____ MATERIAL PROVIDED

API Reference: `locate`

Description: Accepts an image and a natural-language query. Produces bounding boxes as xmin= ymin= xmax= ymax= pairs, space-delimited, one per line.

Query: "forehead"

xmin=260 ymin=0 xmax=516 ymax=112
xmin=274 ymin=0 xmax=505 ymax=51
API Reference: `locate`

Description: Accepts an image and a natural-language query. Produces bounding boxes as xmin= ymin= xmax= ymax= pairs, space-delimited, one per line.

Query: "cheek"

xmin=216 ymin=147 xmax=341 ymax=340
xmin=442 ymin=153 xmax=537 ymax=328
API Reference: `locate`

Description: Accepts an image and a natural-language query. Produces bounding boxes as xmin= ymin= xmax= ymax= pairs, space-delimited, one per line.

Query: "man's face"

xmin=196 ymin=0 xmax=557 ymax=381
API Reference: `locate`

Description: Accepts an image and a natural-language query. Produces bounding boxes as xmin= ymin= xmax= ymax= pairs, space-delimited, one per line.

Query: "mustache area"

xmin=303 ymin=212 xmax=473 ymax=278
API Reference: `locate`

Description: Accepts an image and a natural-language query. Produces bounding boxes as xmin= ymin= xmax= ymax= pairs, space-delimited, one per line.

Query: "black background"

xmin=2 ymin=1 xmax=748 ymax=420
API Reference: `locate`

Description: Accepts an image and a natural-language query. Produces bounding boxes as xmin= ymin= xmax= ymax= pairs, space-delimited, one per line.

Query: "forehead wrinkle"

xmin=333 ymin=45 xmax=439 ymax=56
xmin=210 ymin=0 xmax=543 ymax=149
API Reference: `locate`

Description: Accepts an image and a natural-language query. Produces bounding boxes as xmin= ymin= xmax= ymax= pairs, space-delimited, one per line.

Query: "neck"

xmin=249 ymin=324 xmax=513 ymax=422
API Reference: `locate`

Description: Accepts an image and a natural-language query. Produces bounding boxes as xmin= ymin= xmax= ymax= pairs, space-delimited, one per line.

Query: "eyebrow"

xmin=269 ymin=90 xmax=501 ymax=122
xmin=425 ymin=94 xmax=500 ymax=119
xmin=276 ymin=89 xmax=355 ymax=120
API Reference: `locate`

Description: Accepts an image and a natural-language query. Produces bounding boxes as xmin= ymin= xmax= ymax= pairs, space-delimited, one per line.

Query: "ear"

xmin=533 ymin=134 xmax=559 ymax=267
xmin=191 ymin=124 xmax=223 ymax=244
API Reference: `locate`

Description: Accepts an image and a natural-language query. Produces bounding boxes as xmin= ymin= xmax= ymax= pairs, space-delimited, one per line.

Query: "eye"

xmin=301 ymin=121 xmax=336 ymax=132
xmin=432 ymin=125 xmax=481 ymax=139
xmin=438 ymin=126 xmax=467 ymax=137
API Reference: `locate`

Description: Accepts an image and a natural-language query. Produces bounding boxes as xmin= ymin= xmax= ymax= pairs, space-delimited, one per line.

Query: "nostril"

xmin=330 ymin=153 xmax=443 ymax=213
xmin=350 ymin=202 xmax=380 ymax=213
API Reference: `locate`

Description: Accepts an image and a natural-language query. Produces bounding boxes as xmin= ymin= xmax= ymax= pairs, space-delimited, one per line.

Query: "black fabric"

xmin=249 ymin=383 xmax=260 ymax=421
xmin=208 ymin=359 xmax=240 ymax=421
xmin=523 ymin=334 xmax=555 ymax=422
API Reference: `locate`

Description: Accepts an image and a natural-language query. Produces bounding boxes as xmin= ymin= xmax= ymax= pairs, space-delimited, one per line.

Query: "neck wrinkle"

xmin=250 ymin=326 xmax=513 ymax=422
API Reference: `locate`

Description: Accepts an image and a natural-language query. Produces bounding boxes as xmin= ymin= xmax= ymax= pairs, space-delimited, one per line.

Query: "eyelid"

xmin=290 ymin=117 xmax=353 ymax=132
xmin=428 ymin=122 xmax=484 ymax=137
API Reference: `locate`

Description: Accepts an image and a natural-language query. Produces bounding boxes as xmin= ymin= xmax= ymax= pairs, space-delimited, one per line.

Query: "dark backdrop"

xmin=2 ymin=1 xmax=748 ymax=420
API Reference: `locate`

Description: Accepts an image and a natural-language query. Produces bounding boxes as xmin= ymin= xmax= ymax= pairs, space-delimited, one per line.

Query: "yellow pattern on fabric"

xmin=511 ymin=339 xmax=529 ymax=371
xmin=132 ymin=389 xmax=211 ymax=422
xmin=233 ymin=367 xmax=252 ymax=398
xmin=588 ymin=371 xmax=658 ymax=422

________

WORK INSTRUCTIONS
Copy the data above in full, character for character.

EXERCISE RESULT
API Reference: `locate`

Description: Accepts an image and a natural-language query. Produces bounding boxes as xmin= ymin= xmax= ymax= pairs, space-delimited, one per line.

Query: "forehead"

xmin=260 ymin=0 xmax=516 ymax=112
xmin=274 ymin=0 xmax=505 ymax=51
API Reference: `locate`

Description: Accepts an image and a natural-language query. Produces bounding boxes as xmin= ymin= xmax= ymax= pairs, space-delimited, one per line.

Query: "cheek"

xmin=216 ymin=147 xmax=341 ymax=340
xmin=442 ymin=153 xmax=537 ymax=328
API Reference: `locate`

Description: Accepts an image and a natural-language query. Produces bounding boxes as xmin= ymin= xmax= ymax= pairs, space-delimited, one per line.

Query: "man's face"

xmin=196 ymin=0 xmax=557 ymax=381
API Reference: `locate`

Description: Accepts an image and a natural-language query. Produces bounding boxes as xmin= ymin= xmax= ymax= pairs, space-delimited, one per line.

Query: "mustache area"

xmin=303 ymin=212 xmax=473 ymax=278
API Reference: `locate`

Description: Accepts an image and a natural-language query. Produces bounding boxes as xmin= ymin= xmax= ymax= pairs, space-delimited, one per line.

Query: "black background"

xmin=2 ymin=1 xmax=748 ymax=420
API Reference: `locate`

Description: Accepts an image and a natural-language query. Produces bounding boxes as xmin= ymin= xmax= ymax= pairs, space-delimited, one per line.

Query: "forehead wrinkle"

xmin=333 ymin=45 xmax=439 ymax=56
xmin=210 ymin=0 xmax=543 ymax=149
API Reference: `locate`

Description: Accepts an image and a natural-language query. Produces bounding boxes as xmin= ymin= xmax= ymax= pairs, space-delimited, one per line.

Query: "neck"

xmin=249 ymin=324 xmax=513 ymax=422
API Reference: `locate`

Description: Accepts an image and a natural-language query. Produces bounding boxes as xmin= ymin= xmax= ymax= pairs, space-delimited, one per line.

Query: "eyebrow"

xmin=269 ymin=90 xmax=501 ymax=122
xmin=425 ymin=94 xmax=500 ymax=119
xmin=276 ymin=89 xmax=355 ymax=120
API Reference: `locate`

Description: Accepts an image and a natural-language query. Produces bounding boxes as xmin= ymin= xmax= ymax= pairs, space-delimited, one per line.

Query: "ear"

xmin=533 ymin=134 xmax=559 ymax=267
xmin=191 ymin=124 xmax=223 ymax=244
API Reference: `locate`

Description: Accepts an image and a natural-language query. Produces bounding boxes as xmin= ymin= xmax= ymax= pairs, space-delimited, one per line.

Query: "eye"

xmin=301 ymin=121 xmax=336 ymax=132
xmin=432 ymin=125 xmax=481 ymax=139
xmin=438 ymin=126 xmax=467 ymax=137
API Reference: `locate`

Description: Accepts an image and a natural-language query. Produces bounding boxes as xmin= ymin= xmax= ymax= pairs, space-delimited, one per line.

Query: "nostril"

xmin=330 ymin=153 xmax=443 ymax=213
xmin=350 ymin=202 xmax=380 ymax=213
API Reference: `locate`

Description: Accepts an image and a natural-language query. Produces bounding boxes as xmin= ymin= xmax= ymax= pairs, space-delimited, one per line.

Query: "black fabric"

xmin=249 ymin=383 xmax=260 ymax=421
xmin=208 ymin=359 xmax=240 ymax=421
xmin=523 ymin=334 xmax=555 ymax=422
API Reference: `locate`

Description: Accepts an image and a natural-language query. Produces bounding boxes as xmin= ymin= xmax= ymax= pairs, space-delimited, one per line.

Query: "neck wrinkle"

xmin=250 ymin=326 xmax=513 ymax=422
API Reference: `locate`

Description: Accepts an image and a natural-language query. Produces bounding boxes as xmin= ymin= xmax= ymax= pairs, space-delimited, one per line.

Query: "eyelid"

xmin=290 ymin=117 xmax=353 ymax=132
xmin=428 ymin=122 xmax=484 ymax=137
API Reference: `locate`

Description: Accepts an image and a natural-language query. Produces bounding boxes as xmin= ymin= xmax= ymax= pairs, space-delimited, one per line.

Query: "dark backdrop"

xmin=2 ymin=1 xmax=748 ymax=420
API Reference: `locate`

Description: Accepts an image and a natural-language query. Produces bounding boxes as xmin= ymin= xmax= ymax= pairs, space-delimited, one per line.

Query: "yellow pattern on fabric"

xmin=511 ymin=339 xmax=529 ymax=371
xmin=132 ymin=389 xmax=211 ymax=422
xmin=233 ymin=367 xmax=252 ymax=398
xmin=588 ymin=371 xmax=658 ymax=422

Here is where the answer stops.